## Challenge
Reproduce only the lines from the one containing "# trace the outline of every instance of the flame" down to the one containing "66 54 L 68 55", substituting "fire" for every occurrence of "flame" and leaving everything else unchanged.

## Records supplied
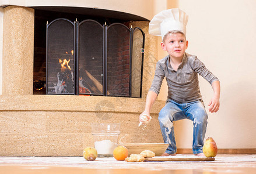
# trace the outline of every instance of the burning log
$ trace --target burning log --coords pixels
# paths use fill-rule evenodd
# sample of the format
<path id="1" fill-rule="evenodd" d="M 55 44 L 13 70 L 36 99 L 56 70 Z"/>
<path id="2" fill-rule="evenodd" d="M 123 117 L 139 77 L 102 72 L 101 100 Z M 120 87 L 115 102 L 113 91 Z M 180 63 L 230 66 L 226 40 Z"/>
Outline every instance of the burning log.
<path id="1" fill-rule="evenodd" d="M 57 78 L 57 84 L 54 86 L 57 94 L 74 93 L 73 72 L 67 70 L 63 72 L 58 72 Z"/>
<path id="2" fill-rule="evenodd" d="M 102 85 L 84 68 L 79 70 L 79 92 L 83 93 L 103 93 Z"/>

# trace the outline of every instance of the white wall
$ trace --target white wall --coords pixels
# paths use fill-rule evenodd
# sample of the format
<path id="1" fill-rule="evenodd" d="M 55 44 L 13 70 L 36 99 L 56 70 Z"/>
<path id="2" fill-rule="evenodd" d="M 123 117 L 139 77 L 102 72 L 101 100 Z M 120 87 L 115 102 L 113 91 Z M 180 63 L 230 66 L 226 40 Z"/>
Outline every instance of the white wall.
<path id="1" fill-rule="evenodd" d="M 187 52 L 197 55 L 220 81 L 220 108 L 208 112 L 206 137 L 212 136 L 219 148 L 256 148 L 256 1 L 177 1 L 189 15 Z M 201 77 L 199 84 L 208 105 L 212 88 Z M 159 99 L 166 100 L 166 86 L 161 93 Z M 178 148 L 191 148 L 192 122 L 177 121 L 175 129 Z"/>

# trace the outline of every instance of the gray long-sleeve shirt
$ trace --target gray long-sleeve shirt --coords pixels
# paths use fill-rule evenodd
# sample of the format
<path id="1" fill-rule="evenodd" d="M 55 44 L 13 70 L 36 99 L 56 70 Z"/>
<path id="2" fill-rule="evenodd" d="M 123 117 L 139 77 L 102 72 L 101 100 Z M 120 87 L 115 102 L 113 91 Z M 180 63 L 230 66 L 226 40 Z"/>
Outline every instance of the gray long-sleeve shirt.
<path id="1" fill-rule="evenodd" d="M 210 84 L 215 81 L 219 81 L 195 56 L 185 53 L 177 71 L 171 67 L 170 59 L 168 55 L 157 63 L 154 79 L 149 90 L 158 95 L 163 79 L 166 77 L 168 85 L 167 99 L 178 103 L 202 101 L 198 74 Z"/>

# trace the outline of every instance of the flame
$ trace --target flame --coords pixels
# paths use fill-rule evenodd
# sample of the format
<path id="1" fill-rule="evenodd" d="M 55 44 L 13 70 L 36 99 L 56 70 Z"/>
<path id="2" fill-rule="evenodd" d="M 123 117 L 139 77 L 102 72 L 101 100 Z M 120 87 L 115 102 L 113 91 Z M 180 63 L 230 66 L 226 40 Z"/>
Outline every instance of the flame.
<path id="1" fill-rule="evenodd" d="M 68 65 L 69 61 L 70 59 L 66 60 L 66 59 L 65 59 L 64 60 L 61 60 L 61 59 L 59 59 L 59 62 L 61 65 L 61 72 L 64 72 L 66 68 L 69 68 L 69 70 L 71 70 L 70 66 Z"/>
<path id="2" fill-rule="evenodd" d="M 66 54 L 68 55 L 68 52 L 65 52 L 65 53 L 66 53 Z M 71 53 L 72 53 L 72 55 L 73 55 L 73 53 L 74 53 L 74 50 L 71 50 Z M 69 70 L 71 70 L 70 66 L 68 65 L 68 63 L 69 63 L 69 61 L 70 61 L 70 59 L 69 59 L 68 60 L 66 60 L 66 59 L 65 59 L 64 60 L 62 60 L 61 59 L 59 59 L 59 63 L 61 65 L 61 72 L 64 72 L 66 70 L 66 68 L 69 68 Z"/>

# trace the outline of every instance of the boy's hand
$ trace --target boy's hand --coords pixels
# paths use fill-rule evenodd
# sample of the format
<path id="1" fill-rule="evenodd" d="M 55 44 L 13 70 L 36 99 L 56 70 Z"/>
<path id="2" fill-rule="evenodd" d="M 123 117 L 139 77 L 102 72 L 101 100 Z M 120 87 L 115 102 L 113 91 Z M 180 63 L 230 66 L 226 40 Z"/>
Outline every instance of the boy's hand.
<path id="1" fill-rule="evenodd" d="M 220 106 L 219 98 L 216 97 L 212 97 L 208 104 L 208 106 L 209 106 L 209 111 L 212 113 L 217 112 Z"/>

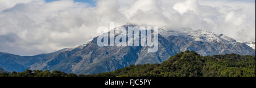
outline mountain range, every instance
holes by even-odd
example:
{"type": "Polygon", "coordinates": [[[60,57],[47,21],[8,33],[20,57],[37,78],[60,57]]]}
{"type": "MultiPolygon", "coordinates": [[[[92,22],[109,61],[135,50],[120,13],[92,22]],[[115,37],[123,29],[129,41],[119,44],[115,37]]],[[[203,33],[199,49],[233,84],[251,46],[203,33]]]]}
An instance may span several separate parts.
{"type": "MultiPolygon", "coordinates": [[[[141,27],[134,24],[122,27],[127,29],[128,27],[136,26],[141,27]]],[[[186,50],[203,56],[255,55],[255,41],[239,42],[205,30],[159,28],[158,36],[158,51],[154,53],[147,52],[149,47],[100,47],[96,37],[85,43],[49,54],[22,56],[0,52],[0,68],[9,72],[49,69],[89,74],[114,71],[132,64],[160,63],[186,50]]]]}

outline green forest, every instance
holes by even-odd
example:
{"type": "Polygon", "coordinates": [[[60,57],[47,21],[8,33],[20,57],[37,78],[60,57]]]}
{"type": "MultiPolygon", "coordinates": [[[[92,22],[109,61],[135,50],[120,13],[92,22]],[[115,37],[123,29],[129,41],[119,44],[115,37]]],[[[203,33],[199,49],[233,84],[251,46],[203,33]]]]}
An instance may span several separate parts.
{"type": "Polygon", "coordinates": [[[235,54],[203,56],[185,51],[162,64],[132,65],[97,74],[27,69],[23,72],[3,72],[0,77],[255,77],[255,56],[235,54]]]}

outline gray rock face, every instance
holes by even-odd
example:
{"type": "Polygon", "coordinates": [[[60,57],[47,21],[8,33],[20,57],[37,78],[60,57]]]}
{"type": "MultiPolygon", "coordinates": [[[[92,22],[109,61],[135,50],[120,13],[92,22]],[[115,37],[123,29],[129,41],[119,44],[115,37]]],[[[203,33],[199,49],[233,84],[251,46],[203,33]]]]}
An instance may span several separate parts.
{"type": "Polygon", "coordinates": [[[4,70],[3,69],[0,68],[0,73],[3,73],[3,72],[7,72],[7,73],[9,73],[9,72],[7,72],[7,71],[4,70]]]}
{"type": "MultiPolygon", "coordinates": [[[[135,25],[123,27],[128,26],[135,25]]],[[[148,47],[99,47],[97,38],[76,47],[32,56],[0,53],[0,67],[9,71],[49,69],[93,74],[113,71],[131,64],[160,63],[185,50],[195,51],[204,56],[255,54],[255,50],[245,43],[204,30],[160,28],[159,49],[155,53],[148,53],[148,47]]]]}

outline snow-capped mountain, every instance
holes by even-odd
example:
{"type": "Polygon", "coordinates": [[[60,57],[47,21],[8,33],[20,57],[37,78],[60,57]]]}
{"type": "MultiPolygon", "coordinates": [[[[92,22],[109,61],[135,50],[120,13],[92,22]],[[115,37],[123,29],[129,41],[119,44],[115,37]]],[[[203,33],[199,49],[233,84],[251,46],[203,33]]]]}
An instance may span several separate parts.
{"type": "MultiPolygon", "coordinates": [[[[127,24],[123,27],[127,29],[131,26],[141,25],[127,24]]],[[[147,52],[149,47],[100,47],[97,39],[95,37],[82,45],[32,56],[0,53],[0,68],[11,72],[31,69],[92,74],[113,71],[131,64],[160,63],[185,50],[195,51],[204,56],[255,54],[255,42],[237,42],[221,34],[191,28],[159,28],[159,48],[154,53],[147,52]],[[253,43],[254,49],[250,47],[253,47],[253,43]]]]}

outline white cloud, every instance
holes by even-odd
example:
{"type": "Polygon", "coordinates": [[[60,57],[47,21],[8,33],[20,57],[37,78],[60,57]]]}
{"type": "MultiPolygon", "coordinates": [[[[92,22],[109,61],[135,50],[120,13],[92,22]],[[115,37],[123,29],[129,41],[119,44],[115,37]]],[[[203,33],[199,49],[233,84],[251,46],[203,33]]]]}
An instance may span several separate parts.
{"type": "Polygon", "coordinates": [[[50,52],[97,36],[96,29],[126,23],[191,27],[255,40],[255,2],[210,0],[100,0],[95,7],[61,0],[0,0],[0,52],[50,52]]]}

## Task result
# trace the outline of every instance of the fire
$ trace --target fire --coords pixels
# paths use fill-rule evenodd
# sample of the format
<path id="1" fill-rule="evenodd" d="M 55 44 L 13 70 L 36 99 L 56 70 Z"/>
<path id="2" fill-rule="evenodd" d="M 123 117 L 139 77 L 102 72 L 101 100 Z M 120 87 L 115 102 L 113 91 Z M 180 63 L 230 66 L 226 40 Z"/>
Outline every instance of the fire.
<path id="1" fill-rule="evenodd" d="M 68 65 L 69 61 L 70 59 L 66 60 L 66 59 L 65 59 L 64 60 L 61 60 L 61 59 L 59 59 L 59 62 L 61 65 L 61 72 L 64 72 L 66 68 L 69 68 L 69 70 L 71 70 L 70 66 Z"/>
<path id="2" fill-rule="evenodd" d="M 66 54 L 68 55 L 68 52 L 65 52 L 65 53 L 66 53 Z M 71 53 L 72 53 L 72 55 L 73 55 L 73 53 L 74 53 L 74 50 L 71 50 Z M 69 70 L 71 70 L 70 66 L 68 65 L 68 63 L 69 63 L 69 61 L 70 61 L 70 59 L 69 59 L 68 60 L 66 60 L 66 59 L 65 59 L 64 60 L 62 60 L 61 59 L 59 59 L 59 63 L 61 65 L 61 72 L 64 72 L 66 70 L 66 68 L 69 68 Z"/>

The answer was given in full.